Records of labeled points

__________

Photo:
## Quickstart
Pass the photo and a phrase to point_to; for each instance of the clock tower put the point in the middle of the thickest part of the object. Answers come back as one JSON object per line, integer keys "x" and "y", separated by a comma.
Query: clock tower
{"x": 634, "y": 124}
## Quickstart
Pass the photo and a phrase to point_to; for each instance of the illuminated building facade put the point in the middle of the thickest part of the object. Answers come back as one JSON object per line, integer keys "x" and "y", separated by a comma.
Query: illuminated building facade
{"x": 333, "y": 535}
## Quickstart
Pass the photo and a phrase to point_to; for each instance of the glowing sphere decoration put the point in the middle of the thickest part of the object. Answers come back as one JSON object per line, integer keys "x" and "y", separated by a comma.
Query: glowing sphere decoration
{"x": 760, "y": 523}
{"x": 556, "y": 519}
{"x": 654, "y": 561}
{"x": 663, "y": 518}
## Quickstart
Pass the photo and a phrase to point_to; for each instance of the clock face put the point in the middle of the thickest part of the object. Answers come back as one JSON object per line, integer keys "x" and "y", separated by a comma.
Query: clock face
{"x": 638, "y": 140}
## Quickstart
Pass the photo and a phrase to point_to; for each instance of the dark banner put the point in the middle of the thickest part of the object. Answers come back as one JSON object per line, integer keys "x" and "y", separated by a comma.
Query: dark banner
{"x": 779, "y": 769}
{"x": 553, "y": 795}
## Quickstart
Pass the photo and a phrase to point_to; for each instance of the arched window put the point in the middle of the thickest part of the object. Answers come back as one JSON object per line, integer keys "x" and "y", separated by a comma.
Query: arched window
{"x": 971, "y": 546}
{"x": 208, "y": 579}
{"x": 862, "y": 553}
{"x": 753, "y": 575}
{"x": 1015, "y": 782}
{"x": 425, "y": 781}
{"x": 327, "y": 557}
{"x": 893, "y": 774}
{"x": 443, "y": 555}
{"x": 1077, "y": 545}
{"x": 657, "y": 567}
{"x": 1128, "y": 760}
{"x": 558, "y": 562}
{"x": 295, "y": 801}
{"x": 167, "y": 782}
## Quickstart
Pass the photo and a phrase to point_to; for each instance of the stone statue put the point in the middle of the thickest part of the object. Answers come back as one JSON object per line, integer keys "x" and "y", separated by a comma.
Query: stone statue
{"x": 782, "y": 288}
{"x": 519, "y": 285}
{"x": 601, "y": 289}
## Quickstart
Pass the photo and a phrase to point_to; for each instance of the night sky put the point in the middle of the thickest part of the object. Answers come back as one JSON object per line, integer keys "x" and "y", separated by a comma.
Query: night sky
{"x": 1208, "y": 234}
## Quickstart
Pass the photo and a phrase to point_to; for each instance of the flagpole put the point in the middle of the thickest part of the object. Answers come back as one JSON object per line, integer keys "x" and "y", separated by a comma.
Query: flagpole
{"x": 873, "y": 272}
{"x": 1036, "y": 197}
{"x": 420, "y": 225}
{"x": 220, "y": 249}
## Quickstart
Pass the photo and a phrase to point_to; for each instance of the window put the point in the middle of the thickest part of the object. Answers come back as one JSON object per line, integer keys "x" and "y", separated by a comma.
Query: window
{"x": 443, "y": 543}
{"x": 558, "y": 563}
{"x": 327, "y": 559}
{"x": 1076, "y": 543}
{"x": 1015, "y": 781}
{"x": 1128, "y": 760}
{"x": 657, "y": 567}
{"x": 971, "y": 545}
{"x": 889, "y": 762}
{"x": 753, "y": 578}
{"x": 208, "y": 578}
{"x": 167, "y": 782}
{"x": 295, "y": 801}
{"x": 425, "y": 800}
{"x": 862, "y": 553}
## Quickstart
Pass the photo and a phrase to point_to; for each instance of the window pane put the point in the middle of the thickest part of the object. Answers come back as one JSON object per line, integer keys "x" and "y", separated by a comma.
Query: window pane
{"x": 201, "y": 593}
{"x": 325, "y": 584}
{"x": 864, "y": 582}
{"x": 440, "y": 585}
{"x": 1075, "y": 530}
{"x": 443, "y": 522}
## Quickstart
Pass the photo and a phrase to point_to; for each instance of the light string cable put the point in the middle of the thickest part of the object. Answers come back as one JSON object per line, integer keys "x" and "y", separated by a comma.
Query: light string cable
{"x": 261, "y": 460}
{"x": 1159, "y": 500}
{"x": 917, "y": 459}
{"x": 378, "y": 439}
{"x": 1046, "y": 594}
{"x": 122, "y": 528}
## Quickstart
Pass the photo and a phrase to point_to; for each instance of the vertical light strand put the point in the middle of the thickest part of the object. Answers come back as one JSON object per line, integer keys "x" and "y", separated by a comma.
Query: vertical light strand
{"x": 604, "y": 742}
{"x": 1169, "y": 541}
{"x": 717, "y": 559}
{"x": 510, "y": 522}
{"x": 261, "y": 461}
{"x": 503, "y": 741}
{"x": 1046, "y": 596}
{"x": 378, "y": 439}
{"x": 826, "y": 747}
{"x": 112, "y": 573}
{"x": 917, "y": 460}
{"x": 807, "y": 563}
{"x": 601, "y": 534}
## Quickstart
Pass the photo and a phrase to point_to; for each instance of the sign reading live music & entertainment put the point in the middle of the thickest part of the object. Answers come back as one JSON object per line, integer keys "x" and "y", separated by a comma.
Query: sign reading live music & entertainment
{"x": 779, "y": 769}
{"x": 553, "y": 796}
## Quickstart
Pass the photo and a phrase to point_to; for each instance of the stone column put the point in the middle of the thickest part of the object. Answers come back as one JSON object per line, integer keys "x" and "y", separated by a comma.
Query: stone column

__________

■ **What needs to be done**
Output all of the data again. Match it exactly.

■ **Written solution**
Photo:
## Quickstart
Pass the photo and a phrase to point_to; for each instance of the clock tower put the point in the middle of the thickest part of the object. Answers come back as one JSON object per line, integer keys "x" and "y", separated by a comma.
Query: clock tower
{"x": 634, "y": 124}
## Quickstart
Pass the photo and a phrase to point_to; for each instance of the illuminated building facade put the point in the middle of the thickest part of the object. Answers come back as one JSON object per line, integer keys "x" and "y", separated by a comma.
Query: illuminated building facade
{"x": 333, "y": 535}
## Quickstart
Pass the photo and a phrase to point_to; for each instance of the glowing sphere decoration put the point in the middle of the thickest part of the object. Answers come back as one JSON object per line, integer keys "x" and "y", separated by a comma.
Query: glowing sphere decoration
{"x": 760, "y": 523}
{"x": 556, "y": 519}
{"x": 654, "y": 561}
{"x": 663, "y": 518}
## Quickstart
Pass the photo and a phrase to point_to; for each instance of the clock face put the point in the middle of the thickest part of the object. Answers come back as one JSON object per line, integer keys "x" and "y", separated by a comma.
Query: clock face
{"x": 638, "y": 140}
## Quickstart
Pass the photo and a phrase to point_to; for each instance of the dark banner put the point in the middle of the thickest part of the object. Answers come back as one JSON object per line, integer keys "x" and "y", separated by a comma.
Query: dark banner
{"x": 779, "y": 769}
{"x": 553, "y": 795}
## Quickstart
Pass the photo and a phrase to point_to; for each instance of the arched window put the point in the middle of the thickest part of the object. Answers come back as one JSON object per line, integer keys "x" and "y", separated by a comma.
Query: arched window
{"x": 971, "y": 546}
{"x": 208, "y": 579}
{"x": 862, "y": 553}
{"x": 753, "y": 575}
{"x": 1015, "y": 782}
{"x": 425, "y": 781}
{"x": 327, "y": 557}
{"x": 893, "y": 774}
{"x": 443, "y": 555}
{"x": 1077, "y": 545}
{"x": 657, "y": 567}
{"x": 1128, "y": 760}
{"x": 558, "y": 562}
{"x": 295, "y": 801}
{"x": 167, "y": 782}
## Quickstart
Pass the photo and a phrase to point_to; for each instance of the stone statue put the point in the middle of the thickest part of the object. Answers come back as one JSON object per line, integer keys "x" and "y", separated by a comma.
Query: stone statue
{"x": 782, "y": 288}
{"x": 519, "y": 285}
{"x": 601, "y": 289}
## Quickstart
Pass the photo and a phrase to point_to; for each instance of the night sky put the point in the middle of the thickest part of the object. Answers come back as one JSON object per line, integer keys "x" and "y", separated by a comma.
Query: night sky
{"x": 1208, "y": 234}
## Quickstart
Pass the photo and a phrase to point_to; for each instance of the flagpole put the point in the middle of the thickest part of the object. Answers come back as one JSON object per line, integer keys "x" and "y", separated by a comma.
Query: flagpole
{"x": 873, "y": 272}
{"x": 1036, "y": 197}
{"x": 420, "y": 225}
{"x": 220, "y": 249}
## Quickstart
Pass the photo and a phrase to point_to; for each instance of the window put the point in the middle of the thickest part of the object. Answers come back as one JSON object per line, integer keys "x" and "y", separated by a comma.
Query: window
{"x": 443, "y": 543}
{"x": 558, "y": 563}
{"x": 327, "y": 559}
{"x": 1076, "y": 543}
{"x": 1015, "y": 781}
{"x": 1128, "y": 760}
{"x": 657, "y": 567}
{"x": 971, "y": 545}
{"x": 889, "y": 762}
{"x": 753, "y": 578}
{"x": 208, "y": 578}
{"x": 167, "y": 782}
{"x": 295, "y": 801}
{"x": 425, "y": 800}
{"x": 862, "y": 553}
## Quickstart
Pass the photo and a phrase to point_to; for each instance of the window pane put the point in the middle of the thickest part of the object. Answers come back as one JSON object per line, integer keys "x" and "y", separated by a comma.
Query: window pane
{"x": 201, "y": 593}
{"x": 325, "y": 584}
{"x": 864, "y": 582}
{"x": 440, "y": 585}
{"x": 1075, "y": 530}
{"x": 443, "y": 522}
## Quickstart
Pass the photo and a phrase to point_to; for each instance of the light string cable put the point in the middle of the thickest part of the object. Answers come back as one JSON object per line, integer keys "x" and "y", separated by a comma.
Query: light string cable
{"x": 261, "y": 460}
{"x": 1159, "y": 500}
{"x": 917, "y": 459}
{"x": 378, "y": 439}
{"x": 1046, "y": 594}
{"x": 122, "y": 528}
## Quickstart
Pass the photo and a phrase to point_to; for each instance of the vertical light strand put the point in the middle of the thickest part of the object. Answers come back as one JSON object per line, integer keys "x" and "y", separated by a comma.
Query: vertical light strand
{"x": 604, "y": 742}
{"x": 1169, "y": 541}
{"x": 717, "y": 559}
{"x": 510, "y": 522}
{"x": 261, "y": 461}
{"x": 503, "y": 741}
{"x": 1046, "y": 596}
{"x": 378, "y": 439}
{"x": 826, "y": 747}
{"x": 112, "y": 573}
{"x": 917, "y": 460}
{"x": 807, "y": 563}
{"x": 601, "y": 534}
## Quickstart
Pass the photo and a phrase to point_to; for each instance of the sign reading live music & entertainment put the point in the middle of the thickest part of the object. Answers come back as one JSON object per line, integer keys "x" and "y", separated by a comma.
Query: sign reading live music & entertainment
{"x": 779, "y": 769}
{"x": 553, "y": 796}
## Quickstart
Pass the photo and a phrase to point_to; for each instance of the stone column put the point in the middle of the thickest part of the object. Answers come back as one JSON object per line, integer keys "x" and "y", separated by a comma.
Query: stone column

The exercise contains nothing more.